> [WHAT THE EXERCISE ASKS]: Would you return all of this data exactly, leaving nothing out?

━━━━━━

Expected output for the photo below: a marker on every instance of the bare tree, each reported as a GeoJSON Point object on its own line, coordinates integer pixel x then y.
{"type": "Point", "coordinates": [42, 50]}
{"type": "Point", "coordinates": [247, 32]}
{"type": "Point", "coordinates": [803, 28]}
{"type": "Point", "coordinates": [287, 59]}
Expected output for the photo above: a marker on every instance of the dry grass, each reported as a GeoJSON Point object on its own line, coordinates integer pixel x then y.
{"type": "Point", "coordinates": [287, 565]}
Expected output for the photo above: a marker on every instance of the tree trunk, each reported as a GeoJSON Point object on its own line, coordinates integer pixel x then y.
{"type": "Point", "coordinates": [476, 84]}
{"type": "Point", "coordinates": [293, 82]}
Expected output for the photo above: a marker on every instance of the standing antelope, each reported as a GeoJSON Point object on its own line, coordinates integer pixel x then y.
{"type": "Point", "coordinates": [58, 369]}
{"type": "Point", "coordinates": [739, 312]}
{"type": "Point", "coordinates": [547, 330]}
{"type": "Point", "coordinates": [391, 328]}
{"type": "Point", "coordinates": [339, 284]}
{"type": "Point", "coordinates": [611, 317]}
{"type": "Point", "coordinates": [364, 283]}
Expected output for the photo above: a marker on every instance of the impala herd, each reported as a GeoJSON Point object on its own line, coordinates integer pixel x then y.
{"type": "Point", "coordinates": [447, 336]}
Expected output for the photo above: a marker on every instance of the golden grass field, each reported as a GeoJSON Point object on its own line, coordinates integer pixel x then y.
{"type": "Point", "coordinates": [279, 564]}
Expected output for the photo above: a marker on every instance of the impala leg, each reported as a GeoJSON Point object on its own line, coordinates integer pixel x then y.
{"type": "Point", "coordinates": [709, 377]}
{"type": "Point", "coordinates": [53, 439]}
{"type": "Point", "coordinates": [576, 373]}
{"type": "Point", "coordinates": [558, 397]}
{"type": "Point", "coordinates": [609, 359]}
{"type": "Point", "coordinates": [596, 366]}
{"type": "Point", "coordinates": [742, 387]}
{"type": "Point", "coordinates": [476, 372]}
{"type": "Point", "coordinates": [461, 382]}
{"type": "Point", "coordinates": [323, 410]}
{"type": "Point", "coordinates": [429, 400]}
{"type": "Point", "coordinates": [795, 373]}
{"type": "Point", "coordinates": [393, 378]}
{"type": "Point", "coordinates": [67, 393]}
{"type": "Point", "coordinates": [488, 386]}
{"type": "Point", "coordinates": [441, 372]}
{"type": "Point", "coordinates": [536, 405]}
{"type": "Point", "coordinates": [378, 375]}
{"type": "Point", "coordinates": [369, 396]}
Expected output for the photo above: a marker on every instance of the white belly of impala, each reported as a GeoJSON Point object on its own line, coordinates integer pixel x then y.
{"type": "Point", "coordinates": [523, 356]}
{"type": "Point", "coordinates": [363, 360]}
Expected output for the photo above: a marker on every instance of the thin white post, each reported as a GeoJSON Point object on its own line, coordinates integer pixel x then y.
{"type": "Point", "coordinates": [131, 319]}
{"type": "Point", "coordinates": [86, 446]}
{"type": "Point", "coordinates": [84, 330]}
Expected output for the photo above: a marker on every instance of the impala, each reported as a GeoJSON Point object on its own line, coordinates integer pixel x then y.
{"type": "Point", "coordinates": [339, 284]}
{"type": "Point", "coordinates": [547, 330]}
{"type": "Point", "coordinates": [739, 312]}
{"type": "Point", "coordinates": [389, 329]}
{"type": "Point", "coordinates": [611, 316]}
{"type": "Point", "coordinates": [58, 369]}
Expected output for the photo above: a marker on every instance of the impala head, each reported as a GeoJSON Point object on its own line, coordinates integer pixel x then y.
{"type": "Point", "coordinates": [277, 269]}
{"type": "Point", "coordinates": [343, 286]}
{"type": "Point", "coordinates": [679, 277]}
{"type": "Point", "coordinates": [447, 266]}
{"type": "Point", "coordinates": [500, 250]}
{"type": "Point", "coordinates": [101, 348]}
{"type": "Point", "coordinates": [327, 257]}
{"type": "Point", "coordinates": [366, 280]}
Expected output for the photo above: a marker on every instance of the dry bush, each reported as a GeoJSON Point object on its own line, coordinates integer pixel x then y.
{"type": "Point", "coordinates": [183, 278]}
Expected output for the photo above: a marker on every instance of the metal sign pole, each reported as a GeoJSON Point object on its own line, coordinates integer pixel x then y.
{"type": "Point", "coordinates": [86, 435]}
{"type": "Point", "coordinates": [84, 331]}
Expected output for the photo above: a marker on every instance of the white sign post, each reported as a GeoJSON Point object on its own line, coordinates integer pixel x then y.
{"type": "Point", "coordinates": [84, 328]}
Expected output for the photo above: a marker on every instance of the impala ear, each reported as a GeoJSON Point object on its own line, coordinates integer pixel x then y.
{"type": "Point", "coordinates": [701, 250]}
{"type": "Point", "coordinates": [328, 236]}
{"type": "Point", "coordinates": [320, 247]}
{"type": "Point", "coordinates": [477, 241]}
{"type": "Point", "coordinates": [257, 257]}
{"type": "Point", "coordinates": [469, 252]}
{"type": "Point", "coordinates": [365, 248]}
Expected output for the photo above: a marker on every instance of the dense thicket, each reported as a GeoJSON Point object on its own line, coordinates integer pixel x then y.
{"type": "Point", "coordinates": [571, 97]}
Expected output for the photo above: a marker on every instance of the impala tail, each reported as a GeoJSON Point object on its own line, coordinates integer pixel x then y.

━━━━━━

> [REPLY TO THE EXERCISE]:
Expected output for the photo below: a marker on every instance of the bare tree, each reported as a GeoJSON Point object on its own line, coordinates integer pixel x then y.
{"type": "Point", "coordinates": [42, 50]}
{"type": "Point", "coordinates": [247, 32]}
{"type": "Point", "coordinates": [803, 28]}
{"type": "Point", "coordinates": [287, 59]}
Expected output for the photo above: a marker on every instance of the dry grass, each reported as a GeoJSON Point object on its own line, coordinates integer pixel x then y.
{"type": "Point", "coordinates": [287, 565]}
Expected output for the photo above: a marker on every instance of the tree trunk, each reported as a GeoJSON Point object on its own line, coordinates integer pixel x then y.
{"type": "Point", "coordinates": [476, 84]}
{"type": "Point", "coordinates": [293, 82]}
Expected output for the photo above: a marker on every instance of the standing antelope, each reported as a GeoJSON Point object on its own line, coordinates integer pixel x then y.
{"type": "Point", "coordinates": [58, 369]}
{"type": "Point", "coordinates": [739, 312]}
{"type": "Point", "coordinates": [547, 330]}
{"type": "Point", "coordinates": [391, 328]}
{"type": "Point", "coordinates": [339, 284]}
{"type": "Point", "coordinates": [611, 317]}
{"type": "Point", "coordinates": [364, 283]}
Expected output for the photo above: a marker on every instance of the impala herd, each reported as a GeoJSON Point object on its own line, coordinates integer pixel x then y.
{"type": "Point", "coordinates": [447, 336]}
Expected output for the photo above: a marker on every instance of the golden grass field, each reported as a GeoJSON Point object on its own line, coordinates integer pixel x then y.
{"type": "Point", "coordinates": [279, 564]}
Expected output for the photo above: a marker on every instance of the impala leg, each reported as a GeoJSON Point object on its own line, coordinates integer pixel x then y.
{"type": "Point", "coordinates": [709, 377]}
{"type": "Point", "coordinates": [53, 439]}
{"type": "Point", "coordinates": [576, 373]}
{"type": "Point", "coordinates": [558, 397]}
{"type": "Point", "coordinates": [609, 359]}
{"type": "Point", "coordinates": [596, 366]}
{"type": "Point", "coordinates": [742, 387]}
{"type": "Point", "coordinates": [476, 372]}
{"type": "Point", "coordinates": [461, 382]}
{"type": "Point", "coordinates": [323, 410]}
{"type": "Point", "coordinates": [429, 400]}
{"type": "Point", "coordinates": [795, 373]}
{"type": "Point", "coordinates": [393, 378]}
{"type": "Point", "coordinates": [67, 393]}
{"type": "Point", "coordinates": [488, 386]}
{"type": "Point", "coordinates": [441, 372]}
{"type": "Point", "coordinates": [536, 405]}
{"type": "Point", "coordinates": [378, 375]}
{"type": "Point", "coordinates": [369, 396]}
Expected output for the photo above: a marker on every instance of the white belly of impala, each reported as a GeoJSON Point object on its own line, coordinates integer pixel x then y.
{"type": "Point", "coordinates": [523, 356]}
{"type": "Point", "coordinates": [363, 360]}
Expected output for the photo above: a marker on every instance of the thin white post, each reported as a GeoJSON Point object on its own line, coordinates integer pixel x then y.
{"type": "Point", "coordinates": [131, 319]}
{"type": "Point", "coordinates": [86, 446]}
{"type": "Point", "coordinates": [84, 330]}
Expected output for the photo above: a marker on every instance of the impala, each reported as a GeoJSON Point object on its own line, coordinates integer pixel x then y.
{"type": "Point", "coordinates": [339, 284]}
{"type": "Point", "coordinates": [547, 330]}
{"type": "Point", "coordinates": [739, 312]}
{"type": "Point", "coordinates": [389, 329]}
{"type": "Point", "coordinates": [611, 316]}
{"type": "Point", "coordinates": [58, 369]}
Expected output for the photo above: a marker on every instance of the impala head, each reported as a GeoJSON Point object on its own line, coordinates integer pixel x then y.
{"type": "Point", "coordinates": [277, 269]}
{"type": "Point", "coordinates": [343, 286]}
{"type": "Point", "coordinates": [679, 277]}
{"type": "Point", "coordinates": [447, 266]}
{"type": "Point", "coordinates": [500, 250]}
{"type": "Point", "coordinates": [101, 348]}
{"type": "Point", "coordinates": [327, 257]}
{"type": "Point", "coordinates": [366, 280]}
Expected output for the photo above: a marker on every instance of the dry bush, each reported as a GeoJSON Point object on its own line, coordinates integer pixel x then y.
{"type": "Point", "coordinates": [183, 278]}
Expected output for the photo above: a marker on every instance of the metal sign pole, each reported as a GeoJSON Point object on its own line, coordinates integer pixel x then y.
{"type": "Point", "coordinates": [86, 435]}
{"type": "Point", "coordinates": [84, 331]}
Expected output for the photo above: a marker on every instance of the white sign post, each reported as a GeoJSON Point object on its own line, coordinates integer pixel x then y.
{"type": "Point", "coordinates": [84, 328]}
Expected output for the photo above: a marker on every instance of the impala ear, each reported as a GeoJSON Point object on its own line, coordinates integer pixel x then y.
{"type": "Point", "coordinates": [701, 250]}
{"type": "Point", "coordinates": [328, 236]}
{"type": "Point", "coordinates": [320, 247]}
{"type": "Point", "coordinates": [477, 241]}
{"type": "Point", "coordinates": [257, 257]}
{"type": "Point", "coordinates": [469, 252]}
{"type": "Point", "coordinates": [365, 248]}
Expected output for the photo above: a marker on every instance of the dense thicket, each reported as a GeoJSON Point object on its own line, coordinates integer pixel x then y.
{"type": "Point", "coordinates": [571, 97]}
Expected output for the photo above: a marker on every instance of the impala tail, each reported as a GeoJSON Point object on its own line, coordinates integer pixel x then y.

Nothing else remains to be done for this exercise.